* _Complete the following_:
#1 In the text on pathology reporting, what was placed between sheets of paper when reports were typed?
#2 Quote the text on pathology reporting word for word, from "Of course the way" to "are familiar with.".
#3 Continue the essay on how pathology reports have changed, picking up right after its final sentence.

* _Page extract_:
★ ★ ★ ★
25+ years ago, as a resident, the hard(er) part was looking at the slides and the easy part was writing the report. Before breast conserving therapies, when mastectomies were standard of care, for example, a report might read: “Breast, right, mastectomy: Invasive mammary carcinoma, grade 3, measuring 3.4 cm; deep margin and nipple negative for tumor.” With the header, all the necessary elements in the report, the logo, gross description and disclaimers you could get this onto 1 page. And have space left over. With large fonts (the initial MUMPS based laboratory information systems did not give you the option of 500+ font styles and types with bold, italics, etc…)
I appreciated what we produced in surgical pathology was an 8.5 x 11.5 sheet of paper that would guide follow up care and perhaps prevention of recurrent or metastatic disease. Not long before the MUMPS based systems of course we would type the reports (collectively “we” since people who could type were trained to do this on something called “typewriters”) with carbon paper between two other sheets of paper. Then we would sign the top report, collect the carbon paper. One copy would go to the clinician who requested the test, one would go to medical records and something happened to the other copy. I am not sure – perhaps it was supposed to go into some fire-retardant file cabinet to maintain for 10 years. Not really any better than an index card system we kept which provided the archival information on a patient. Some patients had a lot of index cards, others had only one for a “Seborrheic Keratosis” or “Ganglion Cyst”.
Of course the way we report, archive historical information, store and retrieve that information, write reports and distribute that information has changed. We can even add images to reports and patients now get a “copy” in their patient portals. No more carbon copies (literally) having to be requested from some basement office no one could find.
And of course the practice of medicine has evolved. I recall signing out a lymph node as such “Lymph node, right cervical, biopsy: Hodgkin’s disease” or “Kimura’s disease”. Done. 2 words beyond tissue, site and procedure as standard headers all pathologists are familiar with.
Now…if you sign out a 3 cm lumpectomy or 1 cm lymph node, doing more with less, it is likely the report is multiple pages with multiple additions or addendums to include immunohistochemistry, FISH, molecular, genomics, cytogenetics, risk stratification, chemotherapy sensitivities, flow cytometry or 52-, 70- or 80-gene panels.
★ ★ ★ ★
* _Supplied material_:
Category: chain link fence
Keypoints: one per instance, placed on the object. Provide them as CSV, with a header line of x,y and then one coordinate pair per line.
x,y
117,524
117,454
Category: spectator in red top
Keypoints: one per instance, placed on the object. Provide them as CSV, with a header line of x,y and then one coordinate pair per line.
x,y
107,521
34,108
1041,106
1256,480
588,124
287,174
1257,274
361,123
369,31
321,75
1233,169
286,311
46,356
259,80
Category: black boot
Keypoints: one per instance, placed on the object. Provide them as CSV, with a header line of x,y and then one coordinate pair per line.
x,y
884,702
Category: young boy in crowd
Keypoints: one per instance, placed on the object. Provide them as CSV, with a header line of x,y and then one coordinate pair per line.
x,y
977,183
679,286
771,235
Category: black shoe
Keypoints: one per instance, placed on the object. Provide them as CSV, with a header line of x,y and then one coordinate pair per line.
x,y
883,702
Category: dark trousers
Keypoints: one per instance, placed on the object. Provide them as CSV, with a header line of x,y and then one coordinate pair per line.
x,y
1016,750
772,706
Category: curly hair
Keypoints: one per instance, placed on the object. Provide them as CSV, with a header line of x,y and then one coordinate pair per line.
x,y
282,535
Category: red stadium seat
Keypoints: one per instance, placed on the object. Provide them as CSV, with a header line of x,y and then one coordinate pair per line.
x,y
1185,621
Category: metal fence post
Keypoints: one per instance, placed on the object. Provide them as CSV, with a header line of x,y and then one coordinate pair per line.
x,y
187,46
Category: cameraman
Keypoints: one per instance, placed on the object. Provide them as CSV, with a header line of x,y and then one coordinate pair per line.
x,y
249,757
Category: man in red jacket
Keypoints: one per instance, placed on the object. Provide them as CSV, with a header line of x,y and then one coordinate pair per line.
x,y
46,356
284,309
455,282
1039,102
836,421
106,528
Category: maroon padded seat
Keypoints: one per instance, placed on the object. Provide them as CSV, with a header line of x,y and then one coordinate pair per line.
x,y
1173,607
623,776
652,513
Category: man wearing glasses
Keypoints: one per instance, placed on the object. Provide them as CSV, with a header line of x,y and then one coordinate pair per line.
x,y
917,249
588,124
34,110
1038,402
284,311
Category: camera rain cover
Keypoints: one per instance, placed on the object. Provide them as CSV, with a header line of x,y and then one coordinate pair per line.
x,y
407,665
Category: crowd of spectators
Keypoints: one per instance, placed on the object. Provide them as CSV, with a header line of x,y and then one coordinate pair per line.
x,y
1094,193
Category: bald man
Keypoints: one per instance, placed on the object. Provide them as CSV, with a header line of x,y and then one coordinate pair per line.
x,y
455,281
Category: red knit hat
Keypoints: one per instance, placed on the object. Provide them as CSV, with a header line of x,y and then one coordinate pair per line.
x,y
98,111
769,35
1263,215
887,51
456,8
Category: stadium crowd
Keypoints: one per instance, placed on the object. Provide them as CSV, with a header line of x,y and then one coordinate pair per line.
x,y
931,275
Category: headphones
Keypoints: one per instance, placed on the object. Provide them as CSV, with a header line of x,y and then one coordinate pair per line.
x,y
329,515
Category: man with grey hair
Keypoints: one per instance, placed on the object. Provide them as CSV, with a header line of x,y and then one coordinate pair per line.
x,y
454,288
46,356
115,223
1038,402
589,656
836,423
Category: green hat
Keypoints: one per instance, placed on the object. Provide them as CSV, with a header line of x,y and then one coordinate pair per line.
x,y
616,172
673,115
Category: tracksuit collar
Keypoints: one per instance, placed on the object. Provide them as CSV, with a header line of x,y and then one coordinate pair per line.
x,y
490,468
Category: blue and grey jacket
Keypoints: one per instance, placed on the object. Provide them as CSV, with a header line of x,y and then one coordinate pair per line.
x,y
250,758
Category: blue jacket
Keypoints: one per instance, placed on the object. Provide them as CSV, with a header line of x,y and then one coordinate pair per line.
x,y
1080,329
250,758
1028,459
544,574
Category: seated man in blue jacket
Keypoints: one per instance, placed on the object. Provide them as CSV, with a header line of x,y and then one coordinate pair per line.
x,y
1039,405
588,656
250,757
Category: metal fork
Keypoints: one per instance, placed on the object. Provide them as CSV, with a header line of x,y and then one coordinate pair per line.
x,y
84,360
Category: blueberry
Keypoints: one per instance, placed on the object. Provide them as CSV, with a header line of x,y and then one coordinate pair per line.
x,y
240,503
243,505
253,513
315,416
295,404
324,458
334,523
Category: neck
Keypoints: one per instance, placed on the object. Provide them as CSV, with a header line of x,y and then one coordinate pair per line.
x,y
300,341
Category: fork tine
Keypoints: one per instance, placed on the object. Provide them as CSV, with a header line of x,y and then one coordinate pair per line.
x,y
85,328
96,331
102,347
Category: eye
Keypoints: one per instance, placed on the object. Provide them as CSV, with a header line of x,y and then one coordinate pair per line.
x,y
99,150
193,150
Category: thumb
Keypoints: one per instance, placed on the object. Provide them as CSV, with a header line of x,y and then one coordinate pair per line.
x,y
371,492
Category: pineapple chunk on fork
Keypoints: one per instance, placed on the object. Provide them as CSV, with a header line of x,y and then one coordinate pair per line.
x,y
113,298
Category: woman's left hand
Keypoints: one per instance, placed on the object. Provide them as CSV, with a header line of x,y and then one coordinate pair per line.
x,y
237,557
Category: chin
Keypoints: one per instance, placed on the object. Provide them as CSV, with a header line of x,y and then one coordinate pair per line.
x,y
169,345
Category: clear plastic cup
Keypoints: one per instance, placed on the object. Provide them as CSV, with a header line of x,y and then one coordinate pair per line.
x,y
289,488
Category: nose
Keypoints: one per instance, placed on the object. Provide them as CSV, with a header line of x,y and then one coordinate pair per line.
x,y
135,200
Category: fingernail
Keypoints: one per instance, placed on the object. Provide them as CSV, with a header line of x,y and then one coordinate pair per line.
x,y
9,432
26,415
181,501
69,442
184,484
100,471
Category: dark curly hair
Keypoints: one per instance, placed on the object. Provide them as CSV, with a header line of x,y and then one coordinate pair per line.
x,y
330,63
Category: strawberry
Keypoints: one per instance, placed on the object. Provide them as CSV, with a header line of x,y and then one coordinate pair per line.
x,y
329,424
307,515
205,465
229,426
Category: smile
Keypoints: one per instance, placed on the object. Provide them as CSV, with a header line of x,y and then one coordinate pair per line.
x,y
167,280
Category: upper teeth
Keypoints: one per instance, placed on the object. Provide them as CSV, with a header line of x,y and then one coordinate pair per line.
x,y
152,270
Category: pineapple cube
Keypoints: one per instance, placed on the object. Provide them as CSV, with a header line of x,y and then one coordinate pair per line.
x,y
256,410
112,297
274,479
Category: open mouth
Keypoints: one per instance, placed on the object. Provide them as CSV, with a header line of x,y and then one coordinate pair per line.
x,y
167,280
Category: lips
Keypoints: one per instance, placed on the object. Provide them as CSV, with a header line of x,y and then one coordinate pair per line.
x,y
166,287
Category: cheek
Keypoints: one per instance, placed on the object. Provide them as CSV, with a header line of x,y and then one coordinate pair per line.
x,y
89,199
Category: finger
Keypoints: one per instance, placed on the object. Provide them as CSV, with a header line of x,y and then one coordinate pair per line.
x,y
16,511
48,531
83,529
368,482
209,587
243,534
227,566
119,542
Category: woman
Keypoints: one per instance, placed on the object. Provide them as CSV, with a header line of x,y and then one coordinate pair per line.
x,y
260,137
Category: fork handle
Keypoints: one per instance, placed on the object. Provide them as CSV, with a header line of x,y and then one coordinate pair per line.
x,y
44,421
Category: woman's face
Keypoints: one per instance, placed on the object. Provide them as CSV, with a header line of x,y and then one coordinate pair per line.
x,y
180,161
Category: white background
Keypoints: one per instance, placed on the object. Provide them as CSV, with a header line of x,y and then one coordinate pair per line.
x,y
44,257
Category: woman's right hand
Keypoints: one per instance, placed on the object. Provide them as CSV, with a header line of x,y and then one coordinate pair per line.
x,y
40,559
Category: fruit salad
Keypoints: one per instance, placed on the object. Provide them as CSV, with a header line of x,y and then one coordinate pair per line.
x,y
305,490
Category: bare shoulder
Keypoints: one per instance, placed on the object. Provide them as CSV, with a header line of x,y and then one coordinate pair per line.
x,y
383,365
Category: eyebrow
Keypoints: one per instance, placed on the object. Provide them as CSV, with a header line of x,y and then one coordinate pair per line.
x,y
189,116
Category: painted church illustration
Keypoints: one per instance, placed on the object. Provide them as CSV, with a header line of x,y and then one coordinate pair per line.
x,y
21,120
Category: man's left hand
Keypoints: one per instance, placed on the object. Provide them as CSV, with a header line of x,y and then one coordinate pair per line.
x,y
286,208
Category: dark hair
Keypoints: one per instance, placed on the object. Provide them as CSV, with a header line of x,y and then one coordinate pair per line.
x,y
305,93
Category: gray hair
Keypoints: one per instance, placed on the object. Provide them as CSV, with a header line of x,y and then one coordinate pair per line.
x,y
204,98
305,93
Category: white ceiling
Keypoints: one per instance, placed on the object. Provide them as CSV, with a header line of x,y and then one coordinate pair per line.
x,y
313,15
★ ★ ★ ★
* _Answers below_:
#1 Carbon paper.

#2
Of course the way we report, archive historical information, store and retrieve that information, write reports and distribute that information has changed. We can even add images to reports and patients now get a “copy” in their patient portals. No more carbon copies (literally) having to be requested from some basement office no one could find.
And of course the practice of medicine has evolved. I recall signing out a lymph node as such “Lymph node, right cervical, biopsy: Hodgkin’s disease” or “Kimura’s disease”. Done. 2 words beyond tissue, site and procedure as standard headers all pathologists are familiar with.

#3
Unless your lab actually does all those things, chances are some tests are referred or “sent out”. Some IHC may be done “in house” while others are “sent out”. Unless you sign out cases at Foundation One, Agendia, OncotypeDx or dozens of others, you will likely be asked to obtain additional information “off the block” once the case is “signed out”.
Pretty soon we will have a 12-gene panel for hernia sacs.
Before I can tell a clinician now if the lung biopsy is small cell or non-small cell carcinoma, he/she is asking for ALK1, PD-LI, ROS and EGFR, at a minimum. Sign out a hematolymphoid neoplasm without at least 20 immunos and FISH and molecular and flow – don’t even think about it. And we have reports with addendum after addendum after addendum and multiple disparate sources of information that need to be managed into a single repository for viewing and accessible to the clinicians.
There is concern among pathologists that the use of artificial intelligence/machine learning tools will turn pathologists into data managers rather than morphologists.
I don’t think we have to worry about that. We already are.
In the past the morphology drove the reporting. Now the morphology drives the ancillary testing which is required for the reporting. Our ability to select the appropriate ancillary testing will be driven by algorithms that can mine data beyond our eyes to data mine further.
The AI will be another source of information just as we have all these other disparate sources of information that need to be collated, beyond addendum after addendum and scanned report after scanned report from other laboratories.
And pathologists, just as we have with reporting more than morphology in recent years, I am confident will adopt this.
The question will be – where do we put this information on the pathology report?